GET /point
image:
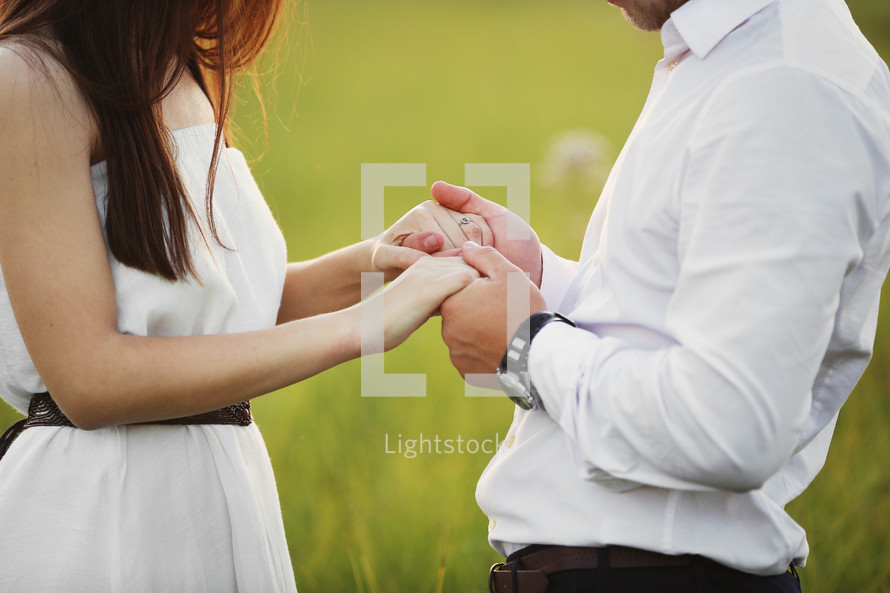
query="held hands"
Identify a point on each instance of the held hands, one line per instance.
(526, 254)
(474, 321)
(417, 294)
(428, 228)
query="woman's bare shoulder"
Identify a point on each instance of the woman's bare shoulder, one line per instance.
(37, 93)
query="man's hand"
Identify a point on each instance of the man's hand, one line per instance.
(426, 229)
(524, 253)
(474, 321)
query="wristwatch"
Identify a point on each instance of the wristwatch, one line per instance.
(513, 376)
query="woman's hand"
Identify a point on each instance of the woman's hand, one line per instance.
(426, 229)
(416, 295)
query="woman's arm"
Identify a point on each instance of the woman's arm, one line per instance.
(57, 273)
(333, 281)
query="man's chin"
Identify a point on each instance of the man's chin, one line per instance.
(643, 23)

────────────────────────────────────────

Write out all of the data above again, line for line, and move every point by adding -9 to each of its two coordinates. Leave the picture out of your copy.

GET /point
image:
query="held hands"
Identify a point on each instance of the held hands, one line per instance.
(517, 245)
(465, 312)
(408, 285)
(419, 219)
query="woman's bare shoulder"
Identify a point on each instance of the woman's bare shoulder, one line per instance.
(28, 84)
query="man's hand"
Identify a point on each instance of the man's hand, one line per instance.
(417, 220)
(515, 244)
(465, 312)
query="wristwatch"
Identify a point on each instance of the wristwatch, one line per instance.
(504, 367)
query="woman's hand"
Identify a point on each instance of the woman's hand, one line per instance.
(417, 220)
(407, 286)
query="woman's arm"
Identify a point on each instance of the woman's arm, one line per instance.
(48, 264)
(324, 272)
query="man's chin"
Identify a point on each instance of the man's chin, one line per instance.
(634, 14)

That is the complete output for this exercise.